> What is being asked
Every line with "wheel" in it must be copied from the data.
Start of Given information
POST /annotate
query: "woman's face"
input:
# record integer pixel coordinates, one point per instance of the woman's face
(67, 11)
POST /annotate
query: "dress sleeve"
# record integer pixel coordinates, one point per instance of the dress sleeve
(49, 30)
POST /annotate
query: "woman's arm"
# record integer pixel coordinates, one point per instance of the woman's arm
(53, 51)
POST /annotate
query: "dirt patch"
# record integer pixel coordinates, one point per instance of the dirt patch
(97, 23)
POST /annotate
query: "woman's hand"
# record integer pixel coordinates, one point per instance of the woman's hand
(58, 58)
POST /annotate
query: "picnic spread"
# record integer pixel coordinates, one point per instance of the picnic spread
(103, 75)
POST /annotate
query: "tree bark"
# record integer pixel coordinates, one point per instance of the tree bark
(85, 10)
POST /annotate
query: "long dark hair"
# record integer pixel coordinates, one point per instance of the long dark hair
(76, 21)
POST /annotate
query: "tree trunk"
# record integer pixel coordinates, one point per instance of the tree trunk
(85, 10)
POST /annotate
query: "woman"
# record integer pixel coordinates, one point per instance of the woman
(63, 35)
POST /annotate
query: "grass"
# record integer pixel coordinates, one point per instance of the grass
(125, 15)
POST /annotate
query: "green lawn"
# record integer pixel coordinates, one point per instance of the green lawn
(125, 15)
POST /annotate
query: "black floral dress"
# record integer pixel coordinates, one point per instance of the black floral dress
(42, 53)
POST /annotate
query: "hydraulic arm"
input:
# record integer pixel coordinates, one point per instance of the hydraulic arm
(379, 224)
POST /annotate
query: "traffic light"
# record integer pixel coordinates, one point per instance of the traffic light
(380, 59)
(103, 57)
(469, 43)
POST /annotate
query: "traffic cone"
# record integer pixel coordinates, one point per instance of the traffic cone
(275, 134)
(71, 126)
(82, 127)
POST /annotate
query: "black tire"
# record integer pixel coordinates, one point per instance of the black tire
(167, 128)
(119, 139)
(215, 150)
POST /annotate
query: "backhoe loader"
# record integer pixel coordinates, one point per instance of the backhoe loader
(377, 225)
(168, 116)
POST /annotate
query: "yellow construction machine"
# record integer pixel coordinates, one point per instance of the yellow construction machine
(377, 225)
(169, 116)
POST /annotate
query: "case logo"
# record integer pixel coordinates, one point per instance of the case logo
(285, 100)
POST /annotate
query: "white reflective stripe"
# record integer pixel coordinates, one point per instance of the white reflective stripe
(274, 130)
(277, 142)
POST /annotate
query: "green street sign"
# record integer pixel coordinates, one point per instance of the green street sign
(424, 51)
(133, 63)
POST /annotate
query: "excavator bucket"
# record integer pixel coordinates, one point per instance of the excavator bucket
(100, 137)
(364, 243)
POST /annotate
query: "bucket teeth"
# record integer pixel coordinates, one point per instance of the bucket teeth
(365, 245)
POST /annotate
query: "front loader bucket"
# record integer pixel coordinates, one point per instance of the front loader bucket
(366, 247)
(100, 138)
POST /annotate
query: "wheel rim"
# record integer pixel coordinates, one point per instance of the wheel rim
End of Given information
> Task result
query: "wheel rim"
# record integer pixel coordinates, one point per instance of the wheel rim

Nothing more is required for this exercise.